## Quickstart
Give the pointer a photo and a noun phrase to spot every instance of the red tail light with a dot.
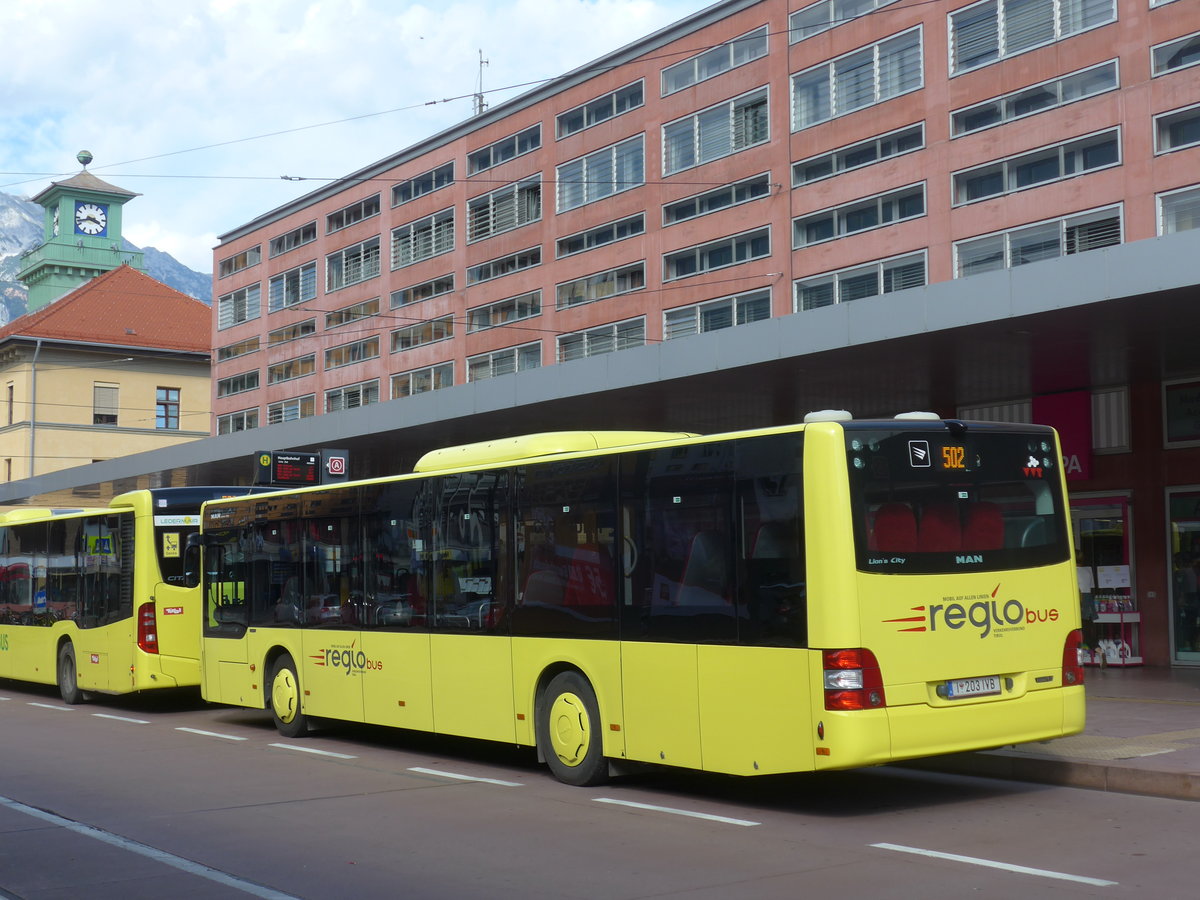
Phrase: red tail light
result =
(148, 628)
(852, 679)
(1073, 659)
---------------
Work to complete>
The lines in the listing that include the word "light" are to be counted; give only that number.

Task response>
2